▶ [Task to complete]:
The required output is the exact sequence of lines from the line holding "I would appreciate it if you could identify the hanging" to the end of the records, inclusive.

┌─ Data provided

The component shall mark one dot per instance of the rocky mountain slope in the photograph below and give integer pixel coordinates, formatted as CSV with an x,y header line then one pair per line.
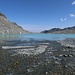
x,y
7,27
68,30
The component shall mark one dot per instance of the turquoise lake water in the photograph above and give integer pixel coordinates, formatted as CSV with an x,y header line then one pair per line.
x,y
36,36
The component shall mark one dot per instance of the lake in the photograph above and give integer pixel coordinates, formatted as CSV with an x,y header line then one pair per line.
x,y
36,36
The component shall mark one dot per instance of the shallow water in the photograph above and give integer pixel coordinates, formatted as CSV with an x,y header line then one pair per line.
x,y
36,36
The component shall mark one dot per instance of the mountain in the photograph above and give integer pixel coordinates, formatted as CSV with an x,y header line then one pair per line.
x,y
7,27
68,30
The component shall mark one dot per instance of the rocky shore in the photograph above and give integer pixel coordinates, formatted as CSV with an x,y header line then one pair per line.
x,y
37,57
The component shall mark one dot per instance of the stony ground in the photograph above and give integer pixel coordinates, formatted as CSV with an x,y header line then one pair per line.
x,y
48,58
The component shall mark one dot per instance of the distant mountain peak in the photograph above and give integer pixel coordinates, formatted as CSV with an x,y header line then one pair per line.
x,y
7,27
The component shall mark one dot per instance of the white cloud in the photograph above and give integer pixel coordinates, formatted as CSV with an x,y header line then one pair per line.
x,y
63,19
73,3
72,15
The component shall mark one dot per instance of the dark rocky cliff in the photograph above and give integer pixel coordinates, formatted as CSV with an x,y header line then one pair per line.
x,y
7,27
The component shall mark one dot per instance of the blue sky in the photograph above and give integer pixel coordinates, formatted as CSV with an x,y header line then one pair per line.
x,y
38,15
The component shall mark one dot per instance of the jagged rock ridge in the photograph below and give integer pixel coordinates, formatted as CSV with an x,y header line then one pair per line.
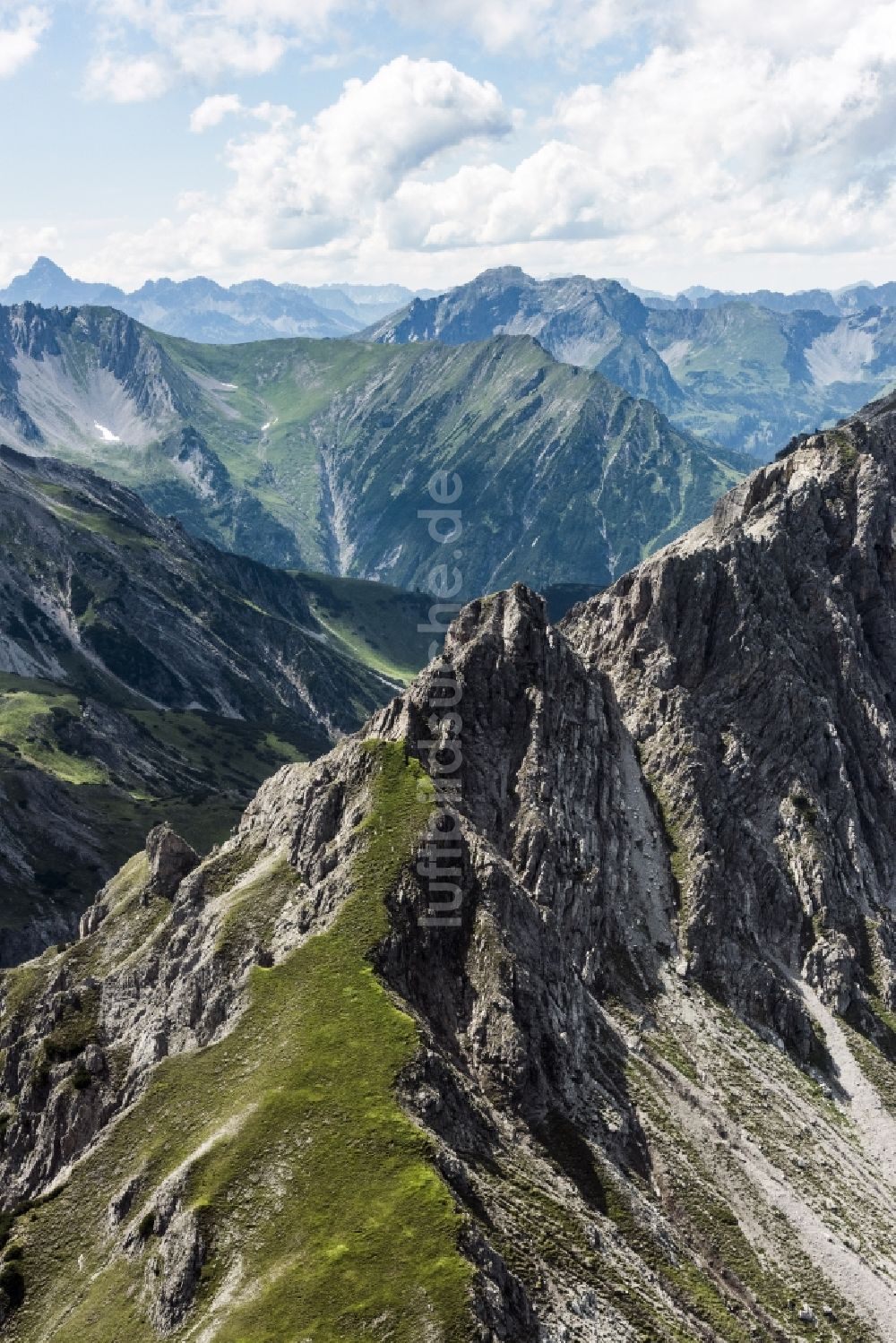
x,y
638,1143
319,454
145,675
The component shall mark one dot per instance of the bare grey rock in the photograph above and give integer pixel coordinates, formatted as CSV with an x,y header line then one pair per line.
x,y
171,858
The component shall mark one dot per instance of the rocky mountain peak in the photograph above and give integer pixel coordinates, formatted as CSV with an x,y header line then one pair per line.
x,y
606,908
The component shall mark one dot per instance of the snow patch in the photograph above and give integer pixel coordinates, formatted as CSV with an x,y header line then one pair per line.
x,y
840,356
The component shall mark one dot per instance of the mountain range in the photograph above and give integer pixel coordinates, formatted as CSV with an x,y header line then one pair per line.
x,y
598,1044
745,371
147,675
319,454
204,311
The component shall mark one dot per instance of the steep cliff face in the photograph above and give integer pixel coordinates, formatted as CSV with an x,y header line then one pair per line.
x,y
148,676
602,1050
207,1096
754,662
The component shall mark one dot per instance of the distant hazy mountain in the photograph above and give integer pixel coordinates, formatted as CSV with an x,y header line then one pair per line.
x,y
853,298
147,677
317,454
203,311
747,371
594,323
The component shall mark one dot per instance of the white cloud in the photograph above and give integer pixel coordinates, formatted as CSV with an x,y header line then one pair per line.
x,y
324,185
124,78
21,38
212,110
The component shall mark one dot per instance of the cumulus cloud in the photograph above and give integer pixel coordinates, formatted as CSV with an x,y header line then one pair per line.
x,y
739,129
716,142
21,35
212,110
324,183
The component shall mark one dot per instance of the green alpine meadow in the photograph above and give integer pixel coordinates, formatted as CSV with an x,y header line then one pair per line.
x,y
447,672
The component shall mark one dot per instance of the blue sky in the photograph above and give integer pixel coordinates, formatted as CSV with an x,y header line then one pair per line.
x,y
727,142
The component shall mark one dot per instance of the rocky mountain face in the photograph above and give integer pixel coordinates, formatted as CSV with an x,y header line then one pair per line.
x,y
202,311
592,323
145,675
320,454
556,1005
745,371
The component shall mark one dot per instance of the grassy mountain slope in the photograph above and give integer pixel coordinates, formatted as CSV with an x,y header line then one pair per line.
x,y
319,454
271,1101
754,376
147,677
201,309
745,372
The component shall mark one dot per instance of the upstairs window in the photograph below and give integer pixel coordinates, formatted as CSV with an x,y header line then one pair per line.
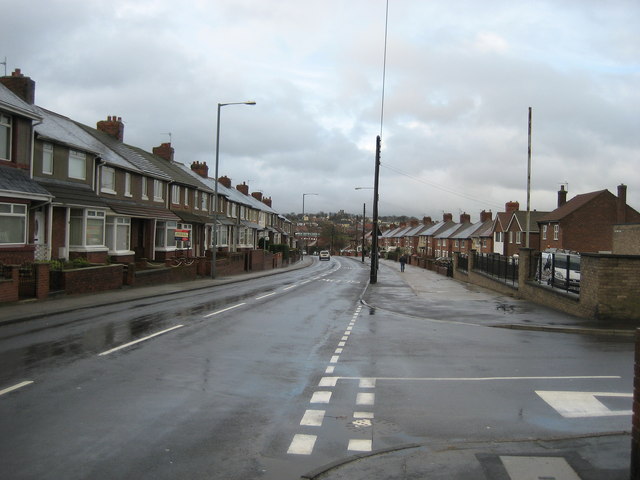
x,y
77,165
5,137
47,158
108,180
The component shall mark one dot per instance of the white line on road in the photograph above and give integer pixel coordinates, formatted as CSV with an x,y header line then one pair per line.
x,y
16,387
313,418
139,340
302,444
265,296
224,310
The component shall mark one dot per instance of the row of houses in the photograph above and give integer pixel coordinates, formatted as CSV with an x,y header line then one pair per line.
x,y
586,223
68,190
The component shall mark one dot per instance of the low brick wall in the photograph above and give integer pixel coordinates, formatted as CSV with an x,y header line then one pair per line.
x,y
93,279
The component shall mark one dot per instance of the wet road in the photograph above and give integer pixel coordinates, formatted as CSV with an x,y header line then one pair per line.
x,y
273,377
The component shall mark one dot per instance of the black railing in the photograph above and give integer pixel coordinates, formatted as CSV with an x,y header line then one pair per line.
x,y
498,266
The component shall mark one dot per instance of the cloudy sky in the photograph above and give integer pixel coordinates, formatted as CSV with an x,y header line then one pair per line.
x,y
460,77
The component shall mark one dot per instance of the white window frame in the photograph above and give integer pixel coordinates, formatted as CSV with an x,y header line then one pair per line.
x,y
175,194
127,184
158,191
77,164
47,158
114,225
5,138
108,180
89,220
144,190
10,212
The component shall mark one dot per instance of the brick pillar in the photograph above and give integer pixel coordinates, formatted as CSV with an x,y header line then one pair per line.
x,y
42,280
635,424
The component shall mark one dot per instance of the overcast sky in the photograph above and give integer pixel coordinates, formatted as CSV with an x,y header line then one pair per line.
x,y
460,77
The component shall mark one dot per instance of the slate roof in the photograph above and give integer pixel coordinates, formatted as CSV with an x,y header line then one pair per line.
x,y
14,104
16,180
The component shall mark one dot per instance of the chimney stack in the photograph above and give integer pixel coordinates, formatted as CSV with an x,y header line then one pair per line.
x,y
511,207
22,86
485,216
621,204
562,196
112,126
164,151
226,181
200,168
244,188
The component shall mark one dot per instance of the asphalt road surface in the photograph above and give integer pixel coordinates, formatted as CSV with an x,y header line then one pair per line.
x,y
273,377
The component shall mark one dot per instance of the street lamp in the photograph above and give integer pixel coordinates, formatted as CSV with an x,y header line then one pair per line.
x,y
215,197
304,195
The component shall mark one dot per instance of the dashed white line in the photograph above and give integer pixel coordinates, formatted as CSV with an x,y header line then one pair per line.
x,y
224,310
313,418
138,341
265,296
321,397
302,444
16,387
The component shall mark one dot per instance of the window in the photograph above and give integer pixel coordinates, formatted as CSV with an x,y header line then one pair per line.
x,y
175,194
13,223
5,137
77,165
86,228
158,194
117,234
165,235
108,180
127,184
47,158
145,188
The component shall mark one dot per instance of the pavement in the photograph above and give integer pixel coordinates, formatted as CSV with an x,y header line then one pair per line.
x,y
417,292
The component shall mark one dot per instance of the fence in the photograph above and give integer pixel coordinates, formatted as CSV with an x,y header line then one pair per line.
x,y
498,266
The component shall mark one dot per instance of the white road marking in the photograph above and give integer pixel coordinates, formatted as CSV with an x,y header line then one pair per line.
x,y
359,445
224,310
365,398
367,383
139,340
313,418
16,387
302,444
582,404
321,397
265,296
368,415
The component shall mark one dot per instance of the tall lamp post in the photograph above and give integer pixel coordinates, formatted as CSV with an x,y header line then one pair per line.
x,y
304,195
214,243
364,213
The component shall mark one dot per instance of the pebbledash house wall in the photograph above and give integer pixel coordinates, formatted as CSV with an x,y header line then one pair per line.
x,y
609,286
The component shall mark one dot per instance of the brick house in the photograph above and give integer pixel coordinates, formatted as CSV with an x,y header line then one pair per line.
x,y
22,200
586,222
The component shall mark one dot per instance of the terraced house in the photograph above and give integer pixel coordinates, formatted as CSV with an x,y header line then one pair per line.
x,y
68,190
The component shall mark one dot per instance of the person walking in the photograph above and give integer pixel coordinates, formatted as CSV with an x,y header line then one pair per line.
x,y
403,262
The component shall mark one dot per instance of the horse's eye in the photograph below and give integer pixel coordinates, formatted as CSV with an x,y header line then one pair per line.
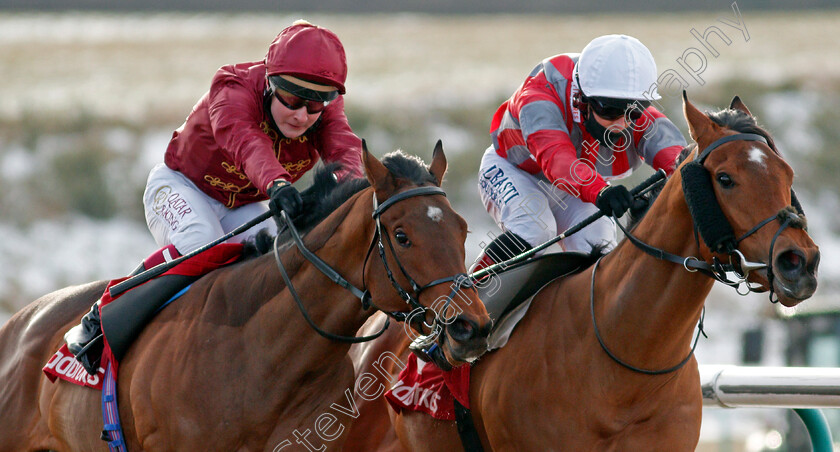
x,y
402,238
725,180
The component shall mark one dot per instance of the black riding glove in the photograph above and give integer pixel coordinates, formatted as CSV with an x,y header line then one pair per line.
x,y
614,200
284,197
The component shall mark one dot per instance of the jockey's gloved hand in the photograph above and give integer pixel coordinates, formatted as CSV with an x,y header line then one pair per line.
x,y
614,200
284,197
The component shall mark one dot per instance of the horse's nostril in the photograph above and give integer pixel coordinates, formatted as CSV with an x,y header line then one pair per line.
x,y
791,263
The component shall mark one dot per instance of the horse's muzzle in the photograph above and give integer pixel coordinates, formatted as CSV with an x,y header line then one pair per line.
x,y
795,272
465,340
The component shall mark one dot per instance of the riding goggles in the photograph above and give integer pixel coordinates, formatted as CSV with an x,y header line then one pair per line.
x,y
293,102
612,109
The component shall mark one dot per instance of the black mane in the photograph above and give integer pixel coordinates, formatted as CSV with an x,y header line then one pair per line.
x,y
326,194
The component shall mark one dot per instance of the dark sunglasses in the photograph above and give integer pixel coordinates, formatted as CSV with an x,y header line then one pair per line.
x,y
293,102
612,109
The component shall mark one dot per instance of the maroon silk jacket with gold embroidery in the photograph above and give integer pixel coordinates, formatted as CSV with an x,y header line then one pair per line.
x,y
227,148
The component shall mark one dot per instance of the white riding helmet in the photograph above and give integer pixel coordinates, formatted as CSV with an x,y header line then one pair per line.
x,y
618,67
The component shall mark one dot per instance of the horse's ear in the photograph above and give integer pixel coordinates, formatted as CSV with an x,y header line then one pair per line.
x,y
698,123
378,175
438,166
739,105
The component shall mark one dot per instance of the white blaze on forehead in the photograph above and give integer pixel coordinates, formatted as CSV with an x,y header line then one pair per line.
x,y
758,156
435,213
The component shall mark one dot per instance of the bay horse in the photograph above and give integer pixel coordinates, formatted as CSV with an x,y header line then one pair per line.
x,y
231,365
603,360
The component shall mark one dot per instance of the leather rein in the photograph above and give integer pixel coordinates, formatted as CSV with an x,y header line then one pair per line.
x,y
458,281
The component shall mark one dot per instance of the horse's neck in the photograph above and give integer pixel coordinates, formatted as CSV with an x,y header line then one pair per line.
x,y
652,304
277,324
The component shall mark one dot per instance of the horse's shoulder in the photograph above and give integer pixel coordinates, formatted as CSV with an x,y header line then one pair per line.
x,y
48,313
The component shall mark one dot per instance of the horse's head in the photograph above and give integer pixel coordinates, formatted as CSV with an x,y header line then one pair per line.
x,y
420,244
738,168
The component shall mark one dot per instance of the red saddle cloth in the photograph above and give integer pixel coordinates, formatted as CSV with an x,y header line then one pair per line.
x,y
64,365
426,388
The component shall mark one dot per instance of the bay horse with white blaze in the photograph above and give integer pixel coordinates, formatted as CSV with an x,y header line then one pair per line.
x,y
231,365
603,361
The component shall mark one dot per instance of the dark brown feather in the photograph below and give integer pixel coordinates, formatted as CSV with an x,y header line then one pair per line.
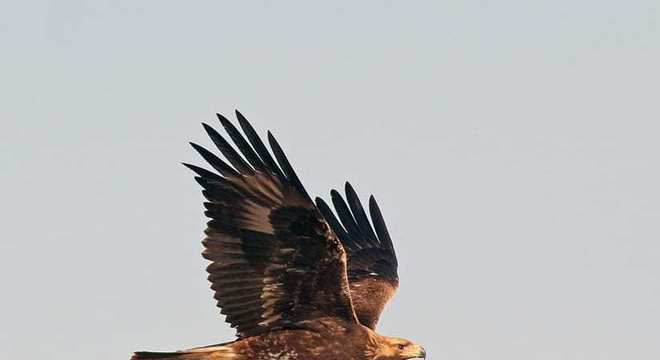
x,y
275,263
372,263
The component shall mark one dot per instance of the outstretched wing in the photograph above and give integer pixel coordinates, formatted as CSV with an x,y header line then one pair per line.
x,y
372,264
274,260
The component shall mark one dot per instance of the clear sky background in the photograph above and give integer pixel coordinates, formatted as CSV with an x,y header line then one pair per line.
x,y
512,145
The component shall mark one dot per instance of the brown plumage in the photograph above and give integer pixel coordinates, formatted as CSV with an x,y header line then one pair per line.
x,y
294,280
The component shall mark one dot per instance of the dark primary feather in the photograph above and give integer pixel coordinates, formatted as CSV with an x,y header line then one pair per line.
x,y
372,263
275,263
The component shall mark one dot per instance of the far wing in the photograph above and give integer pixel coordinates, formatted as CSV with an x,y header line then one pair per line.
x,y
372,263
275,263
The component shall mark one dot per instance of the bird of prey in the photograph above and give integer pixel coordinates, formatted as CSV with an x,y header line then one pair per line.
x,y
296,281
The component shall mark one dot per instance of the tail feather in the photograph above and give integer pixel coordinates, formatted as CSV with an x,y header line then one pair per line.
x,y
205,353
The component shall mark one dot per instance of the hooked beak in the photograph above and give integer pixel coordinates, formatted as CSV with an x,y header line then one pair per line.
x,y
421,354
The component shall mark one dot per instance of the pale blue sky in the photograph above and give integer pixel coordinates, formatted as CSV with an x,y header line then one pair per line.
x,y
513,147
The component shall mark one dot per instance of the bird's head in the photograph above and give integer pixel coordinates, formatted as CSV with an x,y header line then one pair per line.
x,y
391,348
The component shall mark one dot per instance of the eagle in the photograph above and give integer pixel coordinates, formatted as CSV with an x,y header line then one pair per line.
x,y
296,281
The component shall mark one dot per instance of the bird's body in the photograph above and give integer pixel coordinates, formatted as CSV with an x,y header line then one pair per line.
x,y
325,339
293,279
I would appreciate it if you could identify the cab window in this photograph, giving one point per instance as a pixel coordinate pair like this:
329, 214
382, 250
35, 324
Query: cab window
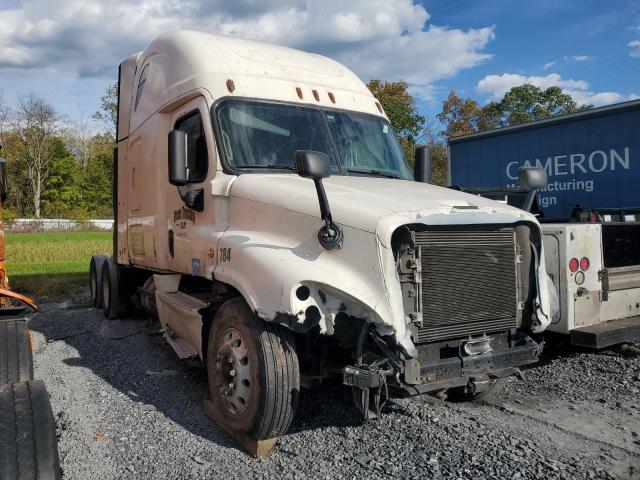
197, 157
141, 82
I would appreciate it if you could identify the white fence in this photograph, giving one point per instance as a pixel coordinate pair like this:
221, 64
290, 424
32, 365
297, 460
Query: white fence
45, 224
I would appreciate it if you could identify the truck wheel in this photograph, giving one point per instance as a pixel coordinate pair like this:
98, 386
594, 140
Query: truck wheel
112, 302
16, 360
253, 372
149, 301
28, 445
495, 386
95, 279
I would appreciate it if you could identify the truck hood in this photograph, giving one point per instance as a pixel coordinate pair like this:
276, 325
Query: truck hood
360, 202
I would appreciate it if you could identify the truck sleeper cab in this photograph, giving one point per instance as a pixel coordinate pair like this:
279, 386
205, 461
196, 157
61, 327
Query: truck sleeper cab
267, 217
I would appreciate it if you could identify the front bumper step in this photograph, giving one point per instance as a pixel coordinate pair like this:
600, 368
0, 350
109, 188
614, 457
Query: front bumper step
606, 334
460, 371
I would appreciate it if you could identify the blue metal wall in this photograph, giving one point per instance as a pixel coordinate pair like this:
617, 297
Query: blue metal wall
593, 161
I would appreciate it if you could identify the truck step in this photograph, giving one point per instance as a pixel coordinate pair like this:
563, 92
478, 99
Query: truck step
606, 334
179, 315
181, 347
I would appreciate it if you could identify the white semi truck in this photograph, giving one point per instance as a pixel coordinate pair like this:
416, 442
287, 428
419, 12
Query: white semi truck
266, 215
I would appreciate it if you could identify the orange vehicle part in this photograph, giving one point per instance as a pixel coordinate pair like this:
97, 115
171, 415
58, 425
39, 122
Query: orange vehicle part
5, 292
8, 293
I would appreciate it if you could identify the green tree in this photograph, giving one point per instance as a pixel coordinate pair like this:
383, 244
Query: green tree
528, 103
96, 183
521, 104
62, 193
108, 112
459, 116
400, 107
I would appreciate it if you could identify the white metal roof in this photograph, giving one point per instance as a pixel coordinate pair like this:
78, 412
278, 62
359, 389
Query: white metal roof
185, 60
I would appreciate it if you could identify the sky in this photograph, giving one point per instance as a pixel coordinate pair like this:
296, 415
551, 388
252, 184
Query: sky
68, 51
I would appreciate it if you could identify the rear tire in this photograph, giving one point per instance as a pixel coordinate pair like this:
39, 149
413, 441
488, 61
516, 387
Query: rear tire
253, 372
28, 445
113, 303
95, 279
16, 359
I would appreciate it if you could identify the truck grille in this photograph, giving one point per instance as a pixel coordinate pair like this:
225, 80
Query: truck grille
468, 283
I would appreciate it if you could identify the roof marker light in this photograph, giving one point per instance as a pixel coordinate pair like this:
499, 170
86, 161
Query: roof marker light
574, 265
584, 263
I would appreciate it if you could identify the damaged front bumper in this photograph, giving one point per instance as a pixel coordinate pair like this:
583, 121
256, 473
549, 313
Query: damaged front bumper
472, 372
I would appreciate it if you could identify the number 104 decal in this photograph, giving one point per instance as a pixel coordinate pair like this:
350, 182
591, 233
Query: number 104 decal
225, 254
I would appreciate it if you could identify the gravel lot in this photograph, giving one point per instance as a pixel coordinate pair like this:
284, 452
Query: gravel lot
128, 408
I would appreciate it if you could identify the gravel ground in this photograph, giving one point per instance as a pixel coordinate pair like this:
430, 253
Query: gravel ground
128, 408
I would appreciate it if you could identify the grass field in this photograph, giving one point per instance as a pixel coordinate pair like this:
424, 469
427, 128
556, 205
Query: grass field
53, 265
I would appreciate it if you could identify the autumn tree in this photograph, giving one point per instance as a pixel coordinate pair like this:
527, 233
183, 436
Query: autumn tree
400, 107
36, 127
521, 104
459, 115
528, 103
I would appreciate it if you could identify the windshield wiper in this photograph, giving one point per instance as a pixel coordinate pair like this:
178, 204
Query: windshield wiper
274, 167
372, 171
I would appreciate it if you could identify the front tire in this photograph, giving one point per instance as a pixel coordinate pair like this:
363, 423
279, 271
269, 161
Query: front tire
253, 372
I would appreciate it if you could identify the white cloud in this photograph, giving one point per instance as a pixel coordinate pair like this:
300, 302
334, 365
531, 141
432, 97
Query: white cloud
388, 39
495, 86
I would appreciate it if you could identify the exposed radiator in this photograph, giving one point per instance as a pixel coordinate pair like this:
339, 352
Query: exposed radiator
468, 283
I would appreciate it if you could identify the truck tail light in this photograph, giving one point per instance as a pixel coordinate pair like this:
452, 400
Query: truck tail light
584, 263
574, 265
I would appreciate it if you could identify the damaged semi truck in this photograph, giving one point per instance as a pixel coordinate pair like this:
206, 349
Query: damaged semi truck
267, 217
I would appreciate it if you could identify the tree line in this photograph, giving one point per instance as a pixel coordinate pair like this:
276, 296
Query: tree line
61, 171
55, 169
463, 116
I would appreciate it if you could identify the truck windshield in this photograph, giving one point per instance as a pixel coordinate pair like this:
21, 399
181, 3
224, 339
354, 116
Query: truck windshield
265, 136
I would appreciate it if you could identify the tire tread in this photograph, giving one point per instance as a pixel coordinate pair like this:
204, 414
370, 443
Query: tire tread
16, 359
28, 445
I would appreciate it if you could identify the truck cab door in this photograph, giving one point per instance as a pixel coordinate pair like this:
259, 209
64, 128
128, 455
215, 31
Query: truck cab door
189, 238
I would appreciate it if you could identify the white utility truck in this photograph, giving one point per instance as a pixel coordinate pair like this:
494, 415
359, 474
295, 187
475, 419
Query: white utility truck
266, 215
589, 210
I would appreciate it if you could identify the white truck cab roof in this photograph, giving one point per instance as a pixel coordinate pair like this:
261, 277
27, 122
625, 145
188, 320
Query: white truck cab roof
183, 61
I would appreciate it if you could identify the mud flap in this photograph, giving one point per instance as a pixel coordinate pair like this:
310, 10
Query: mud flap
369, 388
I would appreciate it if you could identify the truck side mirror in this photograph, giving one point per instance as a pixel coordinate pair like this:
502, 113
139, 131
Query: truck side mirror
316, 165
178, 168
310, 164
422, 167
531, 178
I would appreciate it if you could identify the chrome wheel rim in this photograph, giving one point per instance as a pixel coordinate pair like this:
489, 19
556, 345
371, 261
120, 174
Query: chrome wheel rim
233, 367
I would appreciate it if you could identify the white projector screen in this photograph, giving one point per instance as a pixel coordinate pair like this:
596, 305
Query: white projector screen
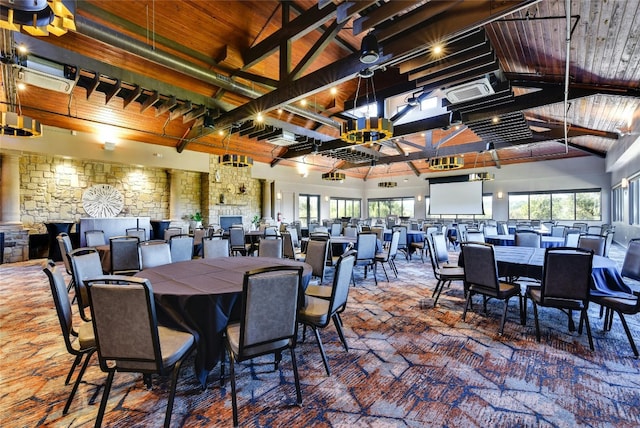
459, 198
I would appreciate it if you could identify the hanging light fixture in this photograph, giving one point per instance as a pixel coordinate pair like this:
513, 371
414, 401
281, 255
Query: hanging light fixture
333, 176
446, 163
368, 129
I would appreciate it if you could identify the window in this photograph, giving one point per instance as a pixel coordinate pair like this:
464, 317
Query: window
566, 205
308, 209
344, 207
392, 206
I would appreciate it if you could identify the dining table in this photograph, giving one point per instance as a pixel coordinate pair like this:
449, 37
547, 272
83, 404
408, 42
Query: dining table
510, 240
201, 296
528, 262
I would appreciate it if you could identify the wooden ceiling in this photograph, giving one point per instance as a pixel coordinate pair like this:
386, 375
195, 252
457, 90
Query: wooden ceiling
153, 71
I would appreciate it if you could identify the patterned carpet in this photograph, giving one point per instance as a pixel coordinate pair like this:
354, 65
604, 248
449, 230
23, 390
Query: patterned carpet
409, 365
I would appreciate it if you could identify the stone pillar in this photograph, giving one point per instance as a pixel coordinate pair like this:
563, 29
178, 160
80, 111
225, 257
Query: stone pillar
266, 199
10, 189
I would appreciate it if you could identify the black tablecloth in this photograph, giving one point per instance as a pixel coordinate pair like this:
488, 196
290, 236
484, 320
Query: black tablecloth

└─

▶ [Final result]:
I would appreciate it if you could identify the hanging light fixture in this photograph, giving one point per instance as a pixel coordinate pair like this:
513, 371
414, 401
281, 255
Query: hanging light fixture
333, 176
446, 163
368, 129
I would appreciate it if you could identify the window in this photograph, giving one point per instance as a pixel coordinate pair like this:
464, 317
Query: window
566, 205
308, 209
344, 207
392, 206
I would appreciate it if you could identify the dining table in this photograph, giving one point per instance as a pixel coordinate pair like this:
449, 37
547, 272
83, 404
408, 42
Query: dining table
510, 240
201, 296
528, 262
I would appreciate it if you could identify the wooden ceiling in this photograph, giving one point per instance as a pixel coordinate pair like this:
386, 375
195, 252
457, 90
Query: wooden ceiling
153, 71
I would appreciate it if you could identify the patterned carpet in this photograph, giving one point per instance as a pixel coordinate pair like this:
354, 65
604, 248
449, 230
23, 390
Query: patterned carpet
409, 365
I would appreciate it if you could identify the stone pillar in this photograph, giving one point per instance as a pixel coordinate pair like this:
563, 29
178, 160
80, 111
225, 257
Query: stone pillar
266, 199
10, 189
I would appreciate it if you could identify the black tablecloth in this photograph, giving one point per instance as a pixel coordinate pair like this:
488, 196
290, 236
484, 320
Query: black tablecloth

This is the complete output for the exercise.